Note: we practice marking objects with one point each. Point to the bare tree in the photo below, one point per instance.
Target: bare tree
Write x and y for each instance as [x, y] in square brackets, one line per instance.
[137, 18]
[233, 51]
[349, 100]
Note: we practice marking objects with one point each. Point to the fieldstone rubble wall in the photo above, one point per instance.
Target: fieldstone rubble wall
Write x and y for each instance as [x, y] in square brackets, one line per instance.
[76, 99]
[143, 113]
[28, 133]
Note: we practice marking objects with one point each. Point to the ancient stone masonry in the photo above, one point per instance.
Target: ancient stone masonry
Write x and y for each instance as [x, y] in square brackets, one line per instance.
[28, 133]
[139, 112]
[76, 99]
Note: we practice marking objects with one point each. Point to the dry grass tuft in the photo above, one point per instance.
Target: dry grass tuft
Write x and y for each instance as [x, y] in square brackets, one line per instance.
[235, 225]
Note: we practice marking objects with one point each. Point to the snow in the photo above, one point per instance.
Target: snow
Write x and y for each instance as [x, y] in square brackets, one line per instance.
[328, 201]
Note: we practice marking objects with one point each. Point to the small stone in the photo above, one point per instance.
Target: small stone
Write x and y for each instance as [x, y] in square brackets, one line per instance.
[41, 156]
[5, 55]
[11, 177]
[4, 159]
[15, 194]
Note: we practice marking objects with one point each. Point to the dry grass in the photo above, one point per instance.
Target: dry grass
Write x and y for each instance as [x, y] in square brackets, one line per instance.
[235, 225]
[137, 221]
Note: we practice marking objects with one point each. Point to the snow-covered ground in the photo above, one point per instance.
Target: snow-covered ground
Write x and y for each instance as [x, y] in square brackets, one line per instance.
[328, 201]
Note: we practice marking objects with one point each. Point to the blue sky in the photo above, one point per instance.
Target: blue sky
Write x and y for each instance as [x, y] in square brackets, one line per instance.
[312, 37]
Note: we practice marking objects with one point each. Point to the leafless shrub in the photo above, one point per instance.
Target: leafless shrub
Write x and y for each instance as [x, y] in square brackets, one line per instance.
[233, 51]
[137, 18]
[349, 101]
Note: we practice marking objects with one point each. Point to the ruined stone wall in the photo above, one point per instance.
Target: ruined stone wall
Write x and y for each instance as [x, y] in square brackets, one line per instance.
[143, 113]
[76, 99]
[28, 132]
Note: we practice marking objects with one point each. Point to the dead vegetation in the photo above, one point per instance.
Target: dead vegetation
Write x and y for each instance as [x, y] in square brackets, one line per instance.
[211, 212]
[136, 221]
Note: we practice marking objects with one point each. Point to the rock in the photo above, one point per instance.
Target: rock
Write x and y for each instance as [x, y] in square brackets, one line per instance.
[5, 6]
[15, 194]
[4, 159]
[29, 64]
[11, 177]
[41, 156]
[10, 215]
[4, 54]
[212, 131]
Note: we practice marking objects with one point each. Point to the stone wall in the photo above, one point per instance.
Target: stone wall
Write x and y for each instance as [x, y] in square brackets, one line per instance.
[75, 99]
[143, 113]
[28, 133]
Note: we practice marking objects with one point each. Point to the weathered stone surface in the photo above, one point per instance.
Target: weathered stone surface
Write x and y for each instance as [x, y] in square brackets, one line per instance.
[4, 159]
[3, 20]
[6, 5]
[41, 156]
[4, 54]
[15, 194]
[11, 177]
****************
* [Task directions]: Give the lines above as a Markdown table with two columns, Row and Line: number each line in Row and put the line's text in Line, leaving out blank lines.

* [Answer in full]:
| Row | Line |
|---|---|
| 1 | Note: we practice marking objects with one point each. Point to the bare tree in the photo below, one point per instance. |
| 2 | Target: bare tree |
| 3 | Write x and y for each instance as [x, y] in square brackets, one line per instance. |
| 4 | [137, 18] |
| 5 | [233, 51] |
| 6 | [349, 100] |
| 7 | Note: we practice marking objects with one point each. Point to the fieldstone rubble wall in the photo above, one point per instance. |
| 8 | Target: fieldstone rubble wall |
| 9 | Write x and y for each instance as [x, y] in square brackets, one line per instance. |
| 10 | [76, 99] |
| 11 | [143, 113] |
| 12 | [28, 133] |
| 13 | Note: we practice marking objects with one point each. Point to the ancient stone masonry in the photo above, one point per instance. |
| 14 | Target: ancient stone masonry |
| 15 | Write x and y for each instance as [x, y] in square brackets, one line per instance. |
| 16 | [28, 133] |
| 17 | [139, 112] |
| 18 | [76, 99] |
| 19 | Note: we practice marking objects with one point each. Point to the dry grass tuft in the photo above, one point per instance. |
| 20 | Target: dry grass tuft |
| 21 | Write x and y for each instance as [x, y] in square brackets, one line per instance. |
| 22 | [235, 225] |
| 23 | Note: we practice marking objects with one point each. Point to the snow in the photo above, one point per instance. |
| 24 | Target: snow |
| 25 | Write x and y for each instance as [x, y] in square brackets, one line per instance. |
| 26 | [328, 201] |
| 27 | Note: we practice marking objects with one point each. Point to the small stone in the photo above, one point per instance. |
| 28 | Target: small stone |
| 29 | Write x and y for each instance as [x, y] in square brackets, one line per instance. |
| 30 | [41, 156] |
| 31 | [5, 55] |
| 32 | [11, 177] |
| 33 | [4, 159] |
| 34 | [15, 194] |
| 35 | Note: we practice marking objects with one point each. Point to the dry grass in the photo above, one point per instance. |
| 36 | Target: dry grass |
| 37 | Write x and y for each instance as [x, y] in square brackets, one line per instance. |
| 38 | [235, 225] |
| 39 | [137, 221] |
| 40 | Note: we practice marking objects with one point each. Point to the snow-covered ground in the photo above, one point per instance. |
| 41 | Target: snow-covered ground |
| 42 | Write x and y for each instance as [x, y] in square brackets, one line per instance. |
| 43 | [328, 201] |
| 44 | Note: we practice marking objects with one point each. Point to the blue sky in the photo above, one point per instance. |
| 45 | Target: blue sky |
| 46 | Write x and y for each instance as [x, y] in square brackets, one line per instance. |
| 47 | [312, 37] |
| 48 | Note: we practice marking objects with one point each. Point to the leafless shrub in the photo above, one point per instance. |
| 49 | Target: leafless shrub |
| 50 | Write x and y for each instance as [x, y] in square brackets, one line per instance. |
| 51 | [233, 51] |
| 52 | [137, 18] |
| 53 | [349, 101] |
| 54 | Note: we practice marking objects with one point each. Point to the ruined stone wall in the photo above, one point per instance. |
| 55 | Target: ruined stone wall |
| 56 | Write x and y for each instance as [x, y] in square brackets, one line per instance. |
| 57 | [143, 113] |
| 58 | [76, 99] |
| 59 | [28, 132] |
| 60 | Note: we practice marking objects with one point each. Point to the dead vegetation in the photo above, one point per instance. |
| 61 | Target: dead vegetation |
| 62 | Write x and y for each instance as [x, y] in square brackets, one line per instance. |
| 63 | [211, 212] |
| 64 | [136, 221] |
| 65 | Note: we practice marking objects with one point each. Point to the rock in the photo above, one point per instance. |
| 66 | Target: rock |
| 67 | Write x and y for each instance as [x, y] in square brackets, one line per instance. |
| 68 | [5, 6] |
| 69 | [15, 194] |
| 70 | [4, 159] |
| 71 | [29, 64] |
| 72 | [11, 177] |
| 73 | [41, 156] |
| 74 | [10, 215] |
| 75 | [4, 54] |
| 76 | [212, 131] |
| 77 | Note: we practice marking objects with one point each. Point to the stone wall in the photo above, one point per instance. |
| 78 | Target: stone wall |
| 79 | Write x and y for each instance as [x, y] in square brackets, one line per instance. |
| 80 | [75, 99] |
| 81 | [143, 113] |
| 82 | [28, 133] |
| 83 | Note: we practice marking objects with one point each. Point to the weathered stone surface in the photo above, one point per instance. |
| 84 | Target: weathered stone surface |
| 85 | Write x and y for each instance as [x, y] in square brackets, one line per instance. |
| 86 | [4, 159] |
| 87 | [3, 20] |
| 88 | [6, 5] |
| 89 | [41, 156] |
| 90 | [4, 54] |
| 91 | [15, 194] |
| 92 | [11, 177] |